▶ _What is needed_: Return the records that follow, matching each one exactly.

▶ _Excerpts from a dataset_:
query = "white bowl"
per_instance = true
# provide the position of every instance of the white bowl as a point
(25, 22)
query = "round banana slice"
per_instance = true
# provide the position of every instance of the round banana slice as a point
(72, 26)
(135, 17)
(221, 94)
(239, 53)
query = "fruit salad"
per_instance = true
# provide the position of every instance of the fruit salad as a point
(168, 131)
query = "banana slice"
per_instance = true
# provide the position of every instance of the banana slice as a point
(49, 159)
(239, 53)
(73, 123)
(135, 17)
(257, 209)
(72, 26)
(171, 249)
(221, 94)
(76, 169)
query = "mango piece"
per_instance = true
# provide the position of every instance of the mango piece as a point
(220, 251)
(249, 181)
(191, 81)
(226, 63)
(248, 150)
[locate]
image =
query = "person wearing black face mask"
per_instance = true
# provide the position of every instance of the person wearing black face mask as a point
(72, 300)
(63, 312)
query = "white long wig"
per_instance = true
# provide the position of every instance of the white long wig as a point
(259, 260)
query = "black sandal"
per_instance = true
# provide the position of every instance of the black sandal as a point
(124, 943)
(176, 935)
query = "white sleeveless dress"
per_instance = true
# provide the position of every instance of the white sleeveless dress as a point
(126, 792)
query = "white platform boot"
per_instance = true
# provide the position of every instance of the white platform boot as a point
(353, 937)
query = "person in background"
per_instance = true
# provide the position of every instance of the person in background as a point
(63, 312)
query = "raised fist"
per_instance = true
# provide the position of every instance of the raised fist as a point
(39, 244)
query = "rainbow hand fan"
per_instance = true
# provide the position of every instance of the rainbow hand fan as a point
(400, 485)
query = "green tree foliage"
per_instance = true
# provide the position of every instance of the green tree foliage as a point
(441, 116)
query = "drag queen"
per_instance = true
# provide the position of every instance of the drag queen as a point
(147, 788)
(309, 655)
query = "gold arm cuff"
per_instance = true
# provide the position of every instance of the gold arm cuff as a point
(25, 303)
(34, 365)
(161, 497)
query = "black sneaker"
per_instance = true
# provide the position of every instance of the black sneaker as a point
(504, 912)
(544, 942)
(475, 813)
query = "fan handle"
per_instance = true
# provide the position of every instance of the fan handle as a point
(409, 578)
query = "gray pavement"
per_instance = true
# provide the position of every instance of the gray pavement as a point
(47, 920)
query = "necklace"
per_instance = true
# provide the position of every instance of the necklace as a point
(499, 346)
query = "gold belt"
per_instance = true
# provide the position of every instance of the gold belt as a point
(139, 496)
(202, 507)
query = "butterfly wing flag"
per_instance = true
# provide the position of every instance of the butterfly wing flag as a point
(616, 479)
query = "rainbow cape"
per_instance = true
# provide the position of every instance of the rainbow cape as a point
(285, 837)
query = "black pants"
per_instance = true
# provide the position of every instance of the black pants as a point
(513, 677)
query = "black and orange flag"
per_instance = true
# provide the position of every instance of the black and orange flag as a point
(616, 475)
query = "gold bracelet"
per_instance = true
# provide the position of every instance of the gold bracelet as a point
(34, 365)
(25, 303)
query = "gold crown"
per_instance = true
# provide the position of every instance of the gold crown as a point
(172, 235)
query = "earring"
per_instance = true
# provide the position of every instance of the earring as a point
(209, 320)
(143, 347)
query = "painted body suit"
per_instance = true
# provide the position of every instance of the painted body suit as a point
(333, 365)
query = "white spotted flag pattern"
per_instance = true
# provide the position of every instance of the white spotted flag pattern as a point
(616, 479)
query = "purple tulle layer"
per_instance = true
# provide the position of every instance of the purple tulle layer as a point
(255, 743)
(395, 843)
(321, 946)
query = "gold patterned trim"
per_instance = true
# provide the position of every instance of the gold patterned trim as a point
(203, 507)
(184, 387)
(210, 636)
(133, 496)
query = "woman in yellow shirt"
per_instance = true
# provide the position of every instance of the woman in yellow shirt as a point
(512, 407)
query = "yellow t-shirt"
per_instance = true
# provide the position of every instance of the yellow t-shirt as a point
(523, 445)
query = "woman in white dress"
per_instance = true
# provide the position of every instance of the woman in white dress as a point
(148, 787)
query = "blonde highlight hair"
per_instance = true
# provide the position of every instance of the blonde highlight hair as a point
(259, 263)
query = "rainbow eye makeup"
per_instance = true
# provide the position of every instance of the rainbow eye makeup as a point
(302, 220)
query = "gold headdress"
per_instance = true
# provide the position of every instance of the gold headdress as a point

▶ _Answer section_:
query = "white bowl"
per_instance = true
# provide the position of every instance of the white bowl as a point
(25, 22)
query = "round banana slice"
per_instance = true
# provide the position of every instance of the round banana slice as a point
(72, 26)
(135, 17)
(221, 94)
(239, 53)
query = "fruit salad"
per_instance = true
# provide the position of every instance of the fruit salad as a point
(168, 131)
query = "banana slice"
per_instance = true
# provide the position of every instance of the banana slice as a point
(49, 159)
(239, 53)
(73, 123)
(135, 17)
(257, 209)
(72, 26)
(171, 249)
(221, 94)
(76, 169)
query = "mango piece"
per_instance = true
# provide the position of every instance of the mango piece as a point
(220, 251)
(249, 181)
(191, 81)
(226, 63)
(248, 150)
[locate]
image =
query = "person wearing black face mask"
per_instance = true
# provide the position of every instance of the person wearing black face mask as a point
(72, 300)
(63, 312)
query = "white long wig"
per_instance = true
# provide the position of every instance of the white long wig as a point
(259, 260)
query = "black sandal"
per_instance = true
# provide the position of every instance of the black sandal as a point
(124, 943)
(176, 935)
query = "white sleeveless dress"
per_instance = true
# provide the position of every instance of the white sleeveless dress as a point
(126, 792)
query = "white platform boot"
per_instance = true
# provide the position of every instance of the white platform boot as a point
(353, 937)
query = "person in background"
per_instance = true
# provide the position of every instance of the person in background as a point
(63, 312)
query = "raised fist"
per_instance = true
# provide the position of every instance of the raised fist as a point
(39, 244)
query = "rainbow hand fan"
per_instance = true
# provide the position of every instance of the rainbow hand fan as a point
(400, 485)
query = "green tree foliage"
per_instance = true
# provide the position of every instance of the green tree foliage as a point
(441, 116)
query = "drag queen"
per_instance = true
# provide the position of every instance of the drag queen as a point
(147, 788)
(309, 655)
query = "gold arm cuff"
per_instance = true
# provide the position of every instance of the gold arm cuff as a point
(25, 303)
(34, 365)
(161, 497)
query = "black sneaker"
per_instance = true
# provide the position of every instance of the black sneaker as a point
(504, 912)
(544, 942)
(475, 813)
query = "fan handle"
per_instance = true
# provide the position of every instance of the fan handle as a point
(409, 578)
query = "gray pavement"
per_instance = true
# provide the position of every instance of the gray pavement as a point
(47, 920)
query = "necklace"
per_instance = true
# provide the position of every instance of the necklace as a point
(499, 346)
query = "gold belt"
per_instance = true
# provide the position of every instance of the gold belt as a point
(139, 496)
(202, 507)
query = "butterfly wing flag"
per_instance = true
# provide the position of every instance of the butterfly wing flag as a point
(616, 479)
query = "rainbow cape"
per_instance = true
# provide the position of every instance of the rainbow cape as a point
(285, 837)
query = "black pants"
per_instance = true
# provide the position of every instance of the black pants as a point
(513, 677)
query = "black and orange flag"
per_instance = true
# provide the position of every instance of the black and orange flag as a point
(616, 475)
query = "gold bracelet"
per_instance = true
# provide the position of every instance of the gold bracelet as a point
(34, 365)
(25, 303)
query = "gold crown"
per_instance = true
# provide the position of every instance of the gold crown as a point
(172, 235)
query = "earring"
per_instance = true
# provide the position of every instance of the earring as a point
(209, 320)
(143, 347)
query = "painted body suit"
per_instance = true
# provide the position of every instance of the painted body suit as a point
(333, 365)
query = "white spotted flag pattern"
per_instance = true
# provide the position of every instance of the white spotted flag pattern as a point
(616, 479)
query = "purple tulle layer"
per_instance = true
# provide the position of every instance of the purple tulle layer as a point
(255, 743)
(395, 843)
(321, 946)
query = "gold patterned trim"
per_instance = true
# provide the position of every instance of the gold patterned trim as a point
(203, 507)
(184, 387)
(210, 636)
(133, 496)
query = "woman in yellow shirt"
per_instance = true
# provide the position of every instance of the woman in yellow shirt as a point
(512, 407)
query = "yellow t-shirt"
per_instance = true
# provide the position of every instance of the yellow t-shirt as a point
(523, 445)
query = "woman in white dress"
per_instance = true
# provide the position of every instance of the woman in white dress as a point
(148, 787)
query = "blonde highlight hair"
per_instance = true
# provide the position of every instance of the blonde highlight hair as a point
(259, 263)
query = "rainbow eye makeup"
per_instance = true
# provide the position of every instance of the rainbow eye makeup as a point
(302, 220)
query = "gold headdress"
per_instance = true
# provide the position of every instance of the gold headdress as a point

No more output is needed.